[Natural language region descriptions]
▼

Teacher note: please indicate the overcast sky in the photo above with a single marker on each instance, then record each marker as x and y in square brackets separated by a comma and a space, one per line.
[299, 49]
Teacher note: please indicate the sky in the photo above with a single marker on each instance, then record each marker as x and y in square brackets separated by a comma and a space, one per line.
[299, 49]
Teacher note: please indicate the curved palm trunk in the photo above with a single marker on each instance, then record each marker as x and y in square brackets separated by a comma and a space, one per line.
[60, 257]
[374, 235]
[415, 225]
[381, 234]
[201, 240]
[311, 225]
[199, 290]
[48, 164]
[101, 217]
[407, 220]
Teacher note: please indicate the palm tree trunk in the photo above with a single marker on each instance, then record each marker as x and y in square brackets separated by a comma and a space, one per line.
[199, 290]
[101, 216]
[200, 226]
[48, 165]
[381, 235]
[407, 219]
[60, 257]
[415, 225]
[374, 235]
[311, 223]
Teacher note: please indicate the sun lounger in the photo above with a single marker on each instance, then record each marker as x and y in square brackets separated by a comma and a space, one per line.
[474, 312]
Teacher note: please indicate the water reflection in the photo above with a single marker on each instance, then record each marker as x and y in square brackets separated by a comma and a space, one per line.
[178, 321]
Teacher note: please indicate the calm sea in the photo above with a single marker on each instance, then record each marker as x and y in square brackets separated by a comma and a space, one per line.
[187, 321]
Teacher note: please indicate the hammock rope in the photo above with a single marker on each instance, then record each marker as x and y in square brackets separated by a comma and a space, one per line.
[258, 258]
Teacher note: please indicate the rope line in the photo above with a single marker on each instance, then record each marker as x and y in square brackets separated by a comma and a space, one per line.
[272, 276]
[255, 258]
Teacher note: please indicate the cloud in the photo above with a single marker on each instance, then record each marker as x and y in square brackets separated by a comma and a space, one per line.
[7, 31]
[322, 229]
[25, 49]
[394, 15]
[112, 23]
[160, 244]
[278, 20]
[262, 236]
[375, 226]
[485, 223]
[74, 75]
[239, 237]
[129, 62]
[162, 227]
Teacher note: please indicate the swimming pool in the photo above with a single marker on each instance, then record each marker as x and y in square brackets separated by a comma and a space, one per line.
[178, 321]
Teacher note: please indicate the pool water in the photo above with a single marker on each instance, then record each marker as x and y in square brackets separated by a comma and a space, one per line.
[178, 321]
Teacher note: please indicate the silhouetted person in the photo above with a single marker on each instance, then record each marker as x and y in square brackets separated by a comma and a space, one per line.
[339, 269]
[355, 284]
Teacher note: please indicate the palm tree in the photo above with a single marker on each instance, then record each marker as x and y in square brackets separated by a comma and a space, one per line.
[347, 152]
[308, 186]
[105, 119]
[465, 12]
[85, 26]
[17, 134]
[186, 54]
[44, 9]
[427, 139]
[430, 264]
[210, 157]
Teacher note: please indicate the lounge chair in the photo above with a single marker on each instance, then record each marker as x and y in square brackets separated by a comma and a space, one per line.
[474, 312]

▲

Instructions to follow: Return the data above in full, keeping each line exactly as it stands.

Reply:
Teacher note: please indicate the overcast sky in the photo above with a single marker on each instance, then record each marker as x and y in square brackets separated by a comma and a space, one per line.
[299, 49]
Teacher note: please indicate the sky in the photo above with a single marker on each instance, then record each marker as x and y in square brackets separated by a comma and a space, one per line.
[299, 49]
Teacher note: please indicate the curved palm trunk in the photo above with a single marker on each instance, then record each marker as x and y in square brackets separated by a comma and a space, one per line.
[60, 257]
[374, 235]
[415, 225]
[381, 234]
[201, 240]
[311, 225]
[199, 290]
[48, 164]
[101, 217]
[407, 220]
Teacher note: please indicate the palm tree trunk in the photo above with a single marker on each instance, then record each marker as x and y in square brackets separated by a comma and a space, one per line.
[199, 290]
[101, 216]
[200, 226]
[48, 165]
[381, 235]
[407, 219]
[60, 257]
[415, 225]
[374, 235]
[311, 223]
Teacher note: please indicate the sun lounger in the photo above with a single marker on each instance, then record each marker as x and y in square brackets separated by a comma and a space, one per line.
[474, 312]
Teacher note: please indicate the water reflection in the photo above with a single marker on each instance, then record each marker as x and y in square brackets separated by a comma and a space, one per line.
[178, 321]
Teacher note: please indicate the calm sea in the photo above with a single marker on each instance, then record each marker as x and y in square brackets separated by a comma and a space, one per line.
[187, 321]
Teacher note: please indicate the hammock rope in the photo above with a single marker on each instance, then record each marker as x and y in square brackets separated by a comma and a space, one per line.
[258, 258]
Teacher note: please indicate the rope line in the photo above with a single marker on each instance, then record each marker as x and y in square brackets separated by a comma and a space, one per line.
[272, 276]
[255, 258]
Teacher note: please indicate the cloud in the photo above with a single marker on each instance, then record each marker as x and y in square brackets separated by a comma and a space, one per line.
[7, 31]
[322, 229]
[25, 49]
[394, 15]
[112, 23]
[160, 244]
[278, 20]
[262, 236]
[375, 226]
[485, 223]
[74, 75]
[239, 237]
[129, 62]
[162, 227]
Teacher note: please indicate the swimming pool in the photo above with a single marker on each instance, then record each marker as x and y in square brackets separated by a comma and a space, one per line.
[178, 321]
Teacher note: please indicate the pool water in the photo above with a single marker on each instance, then record each marker as x and y in square brackets separated by a comma and a space, one per line.
[178, 321]
Teacher note: please indicate the silhouetted person in the photo above with a single marker on each instance, then record each marker as x and y in square brackets separated by a comma and a space, one per line.
[339, 269]
[355, 284]
Teacher note: please indicate the palm tree in the photo above with a single marker on each instance, then record each marker as x and y in square brackets separated by a comma and a space, one per line.
[347, 152]
[308, 186]
[105, 119]
[465, 12]
[85, 26]
[17, 134]
[186, 54]
[44, 9]
[427, 139]
[430, 264]
[210, 157]
Teacher note: please indicate the lounge chair in the photo above with a single marker on each instance, then record each marker as x and y in square brackets separated by a comma and a space, one per line.
[474, 312]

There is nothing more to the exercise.